> **Selected excerpt**:
So it’s been quite the week and I don’t mean that at all in a good way…..where should I even begin? Monday kicked things off with a bang with Amber teething like there is no tomorrow and shots on top of that which she seemed to be a little more sensitive to this time.
Then Tuesday was the real bad day–other than today of course, but more on that later. It kicked off with Amber screaming inconsolably at the top of her lungs at 6–waking Bob up about an hour before he actually had to get up–poor guy couldn’t go back to sleep and just got up, needles to say he became a very cranky pants. He got swamped by the guys at work trying to talk him out of getting out of the Coast Guard–they pretty much convinced him that if he does we’ll land in the poor house, yeah because we’re doing so well financially now!!!! 😛 So he’s all doubting himself and worried that he’s making a terrible decision which makes me stress because I think he’s about to change his mind yet again and I’m kinda nervous about everything too–I mean it is a big life change!! I truly do think it will be for the better though…I mean the next 3 years are going to be tough as can be, I realize that, but we’re struggling so much right now and Bob just really isn’t happy with what he’s doing and I want to see him in a job he really likes and has a passion for–and maybe actually pays something half way decent!! Anywho…off of that rant onto my next one–so I’m in a kafufful mood anyways then Bob calls up saying that the collections department just called him and we’re a month late on our Escape loan. What??!!! So I freak out, try to figure out if I paid it, find the check but can’t find if it got pulled out of our account or not, and call them back. I figured it maybe got lost in the mail. So I give the guy our account info and he’s like OK we’ll draft this out cancel the check you sent us. So I go to Wells Fargo to cancel it and guess what? It can’t be cancelled because it’s already been cashed! So to make a long story a tiny bit shorter 5 phone calls later we know it’s been cashed but no one has any clue where on earth the money went–great. We fax them the photocopy and tell them to stop the payment from the first phone conversation since the money was taken out and I don’t want to overdraft our account by them hitting it twice.

> **Raw records**:
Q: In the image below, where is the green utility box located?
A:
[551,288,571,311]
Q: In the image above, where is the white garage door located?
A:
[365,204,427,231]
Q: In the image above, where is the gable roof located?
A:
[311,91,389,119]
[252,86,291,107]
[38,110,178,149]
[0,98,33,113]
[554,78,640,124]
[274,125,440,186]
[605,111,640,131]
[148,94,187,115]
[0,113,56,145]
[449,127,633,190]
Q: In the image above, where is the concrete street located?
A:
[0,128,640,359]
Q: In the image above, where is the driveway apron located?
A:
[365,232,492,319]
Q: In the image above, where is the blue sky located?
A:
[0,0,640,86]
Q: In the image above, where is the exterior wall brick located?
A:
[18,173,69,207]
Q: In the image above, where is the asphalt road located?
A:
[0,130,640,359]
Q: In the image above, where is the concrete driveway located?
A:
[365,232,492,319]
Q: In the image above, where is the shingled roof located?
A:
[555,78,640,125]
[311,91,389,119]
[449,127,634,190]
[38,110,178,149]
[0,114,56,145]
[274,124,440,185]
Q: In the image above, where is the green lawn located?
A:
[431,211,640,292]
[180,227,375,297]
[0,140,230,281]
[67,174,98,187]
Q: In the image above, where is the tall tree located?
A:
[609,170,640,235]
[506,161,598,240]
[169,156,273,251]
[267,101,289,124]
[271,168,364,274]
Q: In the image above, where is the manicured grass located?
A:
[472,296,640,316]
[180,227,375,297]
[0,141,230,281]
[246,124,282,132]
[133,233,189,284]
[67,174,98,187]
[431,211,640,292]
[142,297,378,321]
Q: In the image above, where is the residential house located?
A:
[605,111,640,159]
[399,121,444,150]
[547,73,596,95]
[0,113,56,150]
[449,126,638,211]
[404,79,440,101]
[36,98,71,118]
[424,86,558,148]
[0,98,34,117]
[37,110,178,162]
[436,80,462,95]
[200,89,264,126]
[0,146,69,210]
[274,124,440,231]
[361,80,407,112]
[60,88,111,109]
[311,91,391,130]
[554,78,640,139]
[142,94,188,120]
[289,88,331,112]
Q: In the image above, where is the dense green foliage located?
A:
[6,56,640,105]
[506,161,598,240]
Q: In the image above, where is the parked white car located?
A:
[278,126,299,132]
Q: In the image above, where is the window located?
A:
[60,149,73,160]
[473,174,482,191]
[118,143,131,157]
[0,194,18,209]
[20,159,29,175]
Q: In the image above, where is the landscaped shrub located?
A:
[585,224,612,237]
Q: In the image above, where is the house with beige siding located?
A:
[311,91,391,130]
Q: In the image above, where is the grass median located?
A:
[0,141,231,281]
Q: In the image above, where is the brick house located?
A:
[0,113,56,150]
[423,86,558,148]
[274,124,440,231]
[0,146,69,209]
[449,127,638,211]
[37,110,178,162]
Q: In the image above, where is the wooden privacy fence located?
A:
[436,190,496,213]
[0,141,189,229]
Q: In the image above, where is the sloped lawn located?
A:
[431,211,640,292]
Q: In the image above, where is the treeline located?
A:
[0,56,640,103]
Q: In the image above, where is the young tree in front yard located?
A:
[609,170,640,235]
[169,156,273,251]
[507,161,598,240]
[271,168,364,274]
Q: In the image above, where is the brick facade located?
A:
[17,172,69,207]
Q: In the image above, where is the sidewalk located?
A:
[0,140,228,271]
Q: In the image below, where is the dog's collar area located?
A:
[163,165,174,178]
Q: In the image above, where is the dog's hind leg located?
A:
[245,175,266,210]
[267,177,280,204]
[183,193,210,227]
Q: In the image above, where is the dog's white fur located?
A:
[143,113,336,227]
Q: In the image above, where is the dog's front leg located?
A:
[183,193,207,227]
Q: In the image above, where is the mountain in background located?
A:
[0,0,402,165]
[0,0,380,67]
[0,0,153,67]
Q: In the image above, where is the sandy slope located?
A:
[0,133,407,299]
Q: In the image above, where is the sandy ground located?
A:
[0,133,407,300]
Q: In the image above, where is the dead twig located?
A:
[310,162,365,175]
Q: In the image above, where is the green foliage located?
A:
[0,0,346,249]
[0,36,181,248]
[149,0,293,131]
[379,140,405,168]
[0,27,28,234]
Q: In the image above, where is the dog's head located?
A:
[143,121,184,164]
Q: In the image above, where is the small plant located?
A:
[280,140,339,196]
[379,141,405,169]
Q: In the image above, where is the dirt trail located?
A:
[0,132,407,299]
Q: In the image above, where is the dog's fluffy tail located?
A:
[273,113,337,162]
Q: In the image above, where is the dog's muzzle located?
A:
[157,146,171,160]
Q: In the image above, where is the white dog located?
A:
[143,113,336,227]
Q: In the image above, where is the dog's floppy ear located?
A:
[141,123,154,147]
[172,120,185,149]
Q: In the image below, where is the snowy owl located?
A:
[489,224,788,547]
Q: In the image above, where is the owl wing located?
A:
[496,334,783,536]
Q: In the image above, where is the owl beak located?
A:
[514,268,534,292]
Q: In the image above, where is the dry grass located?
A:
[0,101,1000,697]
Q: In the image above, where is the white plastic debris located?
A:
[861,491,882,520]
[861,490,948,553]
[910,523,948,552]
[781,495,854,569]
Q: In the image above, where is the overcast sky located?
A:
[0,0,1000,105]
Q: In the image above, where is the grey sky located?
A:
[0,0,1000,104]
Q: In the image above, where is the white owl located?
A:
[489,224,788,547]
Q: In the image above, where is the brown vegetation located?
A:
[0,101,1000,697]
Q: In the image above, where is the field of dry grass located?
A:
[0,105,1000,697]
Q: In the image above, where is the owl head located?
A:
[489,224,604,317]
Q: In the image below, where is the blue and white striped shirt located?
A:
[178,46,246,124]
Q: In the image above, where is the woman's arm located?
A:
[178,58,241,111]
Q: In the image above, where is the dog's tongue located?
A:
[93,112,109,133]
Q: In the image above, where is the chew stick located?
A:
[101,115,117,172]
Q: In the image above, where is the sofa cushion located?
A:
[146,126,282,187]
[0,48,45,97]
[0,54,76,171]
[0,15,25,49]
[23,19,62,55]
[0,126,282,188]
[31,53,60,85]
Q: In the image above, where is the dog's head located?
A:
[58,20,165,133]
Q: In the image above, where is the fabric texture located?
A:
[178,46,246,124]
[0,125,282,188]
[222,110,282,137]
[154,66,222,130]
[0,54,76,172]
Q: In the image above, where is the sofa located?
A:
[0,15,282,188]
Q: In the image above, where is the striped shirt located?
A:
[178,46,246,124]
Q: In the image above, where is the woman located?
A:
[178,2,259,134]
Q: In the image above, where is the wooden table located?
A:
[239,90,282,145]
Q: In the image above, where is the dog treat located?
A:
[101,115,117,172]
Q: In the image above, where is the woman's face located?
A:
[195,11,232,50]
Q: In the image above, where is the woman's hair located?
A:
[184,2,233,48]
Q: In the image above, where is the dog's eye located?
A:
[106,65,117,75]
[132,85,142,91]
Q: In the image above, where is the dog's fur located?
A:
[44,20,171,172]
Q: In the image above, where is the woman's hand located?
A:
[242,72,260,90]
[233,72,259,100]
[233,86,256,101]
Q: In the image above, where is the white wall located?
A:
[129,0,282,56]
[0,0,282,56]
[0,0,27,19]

> **Job 1**: List the people and organizations named in the blog post about a rough week.
> **Job 2**: Put the lines of the listing, from the line containing "Q: In the image above, where is the woman's face" through the end of the listing, into a Markdown table with the columns Row and Line. Leave out blank lines.

> **Complete output 1**: Amber, Bob, the Coast Guard, Wells Fargo

> **Complete output 2**:
| Row | Line |
|---|---|
| 1 | Q: In the image above, where is the woman's face located? |
| 2 | A: |
| 3 | [195,11,232,50] |
| 4 | Q: In the image above, where is the woman's hair located? |
| 5 | A: |
| 6 | [184,2,233,48] |
| 7 | Q: In the image above, where is the dog's eye located? |
| 8 | A: |
| 9 | [106,65,117,75] |
| 10 | [132,85,142,91] |
| 11 | Q: In the image above, where is the dog's fur located? |
| 12 | A: |
| 13 | [44,20,171,172] |
| 14 | Q: In the image above, where is the woman's hand located? |
| 15 | A: |
| 16 | [242,72,260,90] |
| 17 | [233,72,259,100] |
| 18 | [233,86,256,101] |
| 19 | Q: In the image above, where is the white wall located? |
| 20 | A: |
| 21 | [129,0,282,56] |
| 22 | [0,0,282,56] |
| 23 | [0,0,27,19] |